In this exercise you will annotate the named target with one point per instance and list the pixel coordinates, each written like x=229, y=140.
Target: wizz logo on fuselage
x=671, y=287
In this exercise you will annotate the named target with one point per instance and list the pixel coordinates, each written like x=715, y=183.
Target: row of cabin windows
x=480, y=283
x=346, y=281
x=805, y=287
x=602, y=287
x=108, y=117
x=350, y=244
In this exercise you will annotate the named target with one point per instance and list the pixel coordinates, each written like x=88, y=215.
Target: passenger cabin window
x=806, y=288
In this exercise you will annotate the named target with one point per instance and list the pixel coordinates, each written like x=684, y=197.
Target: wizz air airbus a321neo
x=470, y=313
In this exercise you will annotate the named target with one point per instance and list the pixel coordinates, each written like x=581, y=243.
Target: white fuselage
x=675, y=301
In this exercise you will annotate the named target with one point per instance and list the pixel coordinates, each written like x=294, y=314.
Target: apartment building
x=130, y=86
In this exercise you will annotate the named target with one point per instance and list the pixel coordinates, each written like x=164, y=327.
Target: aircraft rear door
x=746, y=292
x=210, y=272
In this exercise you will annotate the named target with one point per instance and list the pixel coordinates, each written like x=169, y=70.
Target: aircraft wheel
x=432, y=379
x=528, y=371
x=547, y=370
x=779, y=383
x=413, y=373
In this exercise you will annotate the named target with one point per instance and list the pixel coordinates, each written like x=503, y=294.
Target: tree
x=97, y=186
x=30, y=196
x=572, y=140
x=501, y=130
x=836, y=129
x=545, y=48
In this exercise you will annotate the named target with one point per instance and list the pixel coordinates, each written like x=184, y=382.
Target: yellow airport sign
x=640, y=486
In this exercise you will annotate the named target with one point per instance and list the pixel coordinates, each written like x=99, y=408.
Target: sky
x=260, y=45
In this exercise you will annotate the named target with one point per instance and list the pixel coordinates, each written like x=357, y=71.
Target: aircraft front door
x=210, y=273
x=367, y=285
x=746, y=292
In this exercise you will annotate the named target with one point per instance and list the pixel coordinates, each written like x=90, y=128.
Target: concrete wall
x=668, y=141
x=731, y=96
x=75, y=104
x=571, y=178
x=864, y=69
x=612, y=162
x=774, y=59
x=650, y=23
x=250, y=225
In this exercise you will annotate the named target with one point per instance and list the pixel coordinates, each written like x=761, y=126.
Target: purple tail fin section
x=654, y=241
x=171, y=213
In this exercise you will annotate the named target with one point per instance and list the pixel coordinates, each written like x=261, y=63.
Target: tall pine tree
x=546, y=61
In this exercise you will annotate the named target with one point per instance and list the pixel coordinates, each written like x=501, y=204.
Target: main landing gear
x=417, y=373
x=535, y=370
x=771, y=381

☆ ☆ ☆ ☆ ☆ ☆ ☆

* CONSEGNA ESERCIZIO: Riporta tutte le voci qui sopra sotto forma di lista JSON di stringhe, con una stringa per ogni riga e senza le righe vuote.

* SOLUZIONE PROPOSTA:
[
  "In this exercise you will annotate the named target with one point per instance and list the pixel coordinates, each written like x=229, y=140.",
  "Target: wizz logo on fuselage",
  "x=671, y=287",
  "In this exercise you will annotate the named target with one point per instance and list the pixel coordinates, each written like x=715, y=183.",
  "Target: row of cabin windows",
  "x=480, y=283",
  "x=346, y=281",
  "x=805, y=287",
  "x=602, y=287",
  "x=108, y=117",
  "x=350, y=244",
  "In this exercise you will annotate the named target with one point per instance and list the pixel coordinates, each written like x=88, y=215.",
  "Target: passenger cabin window",
  "x=806, y=288",
  "In this exercise you will annotate the named target with one point per instance and list the pixel coordinates, each written like x=684, y=197.",
  "Target: wizz air airbus a321neo",
  "x=470, y=313",
  "In this exercise you will annotate the named target with one point per instance and list the pixel coordinates, each written like x=581, y=243.",
  "Target: white fuselage",
  "x=675, y=301",
  "In this exercise you will annotate the named target with one point per instance and list the pixel coordinates, each written like x=294, y=314.",
  "Target: apartment building",
  "x=130, y=86",
  "In this exercise you will annotate the named target with one point per instance and list the pixel coordinates, each written like x=164, y=327.",
  "Target: aircraft rear door",
  "x=746, y=292",
  "x=210, y=272",
  "In this exercise you will annotate the named target with one point per instance and list the pixel coordinates, each written like x=169, y=70.",
  "Target: aircraft wheel",
  "x=432, y=379",
  "x=528, y=371",
  "x=547, y=370",
  "x=779, y=383",
  "x=413, y=373",
  "In this exercise you will annotate the named target with one point per instance and list the pixel coordinates, each written like x=503, y=294.",
  "Target: tree",
  "x=97, y=186",
  "x=30, y=196",
  "x=572, y=140",
  "x=501, y=130",
  "x=836, y=129",
  "x=545, y=48",
  "In this exercise you will annotate the named target with one point per instance and list the pixel coordinates, each written like x=184, y=382.",
  "Target: yellow airport sign",
  "x=640, y=486",
  "In this exercise you will annotate the named target with one point per instance and list the pixel coordinates, each written like x=99, y=408.",
  "Target: sky",
  "x=260, y=45",
  "In this exercise you will annotate the named target with one point per instance and list the pixel coordinates, each written like x=357, y=71.",
  "Target: aircraft front door",
  "x=210, y=273",
  "x=367, y=285",
  "x=746, y=292",
  "In this exercise you will annotate the named target with one point per instance and list the pixel coordinates, each written like x=90, y=128.",
  "Target: concrete wall",
  "x=668, y=141",
  "x=731, y=96",
  "x=75, y=104",
  "x=571, y=178",
  "x=864, y=69",
  "x=612, y=162",
  "x=774, y=59",
  "x=650, y=23",
  "x=250, y=225",
  "In this exercise you will annotate the named target with one point per instance and list the pixel coordinates, each written like x=761, y=126.",
  "Target: purple tail fin section",
  "x=654, y=241",
  "x=171, y=213",
  "In this exercise you will annotate the named target with one point per instance and list the pixel coordinates, each written like x=261, y=63.",
  "Target: tall pine tree",
  "x=546, y=61",
  "In this exercise you will annotate the named target with one point per instance and list the pixel coordinates, each written like x=501, y=204.",
  "Target: main landing gear",
  "x=417, y=373",
  "x=535, y=370",
  "x=771, y=381"
]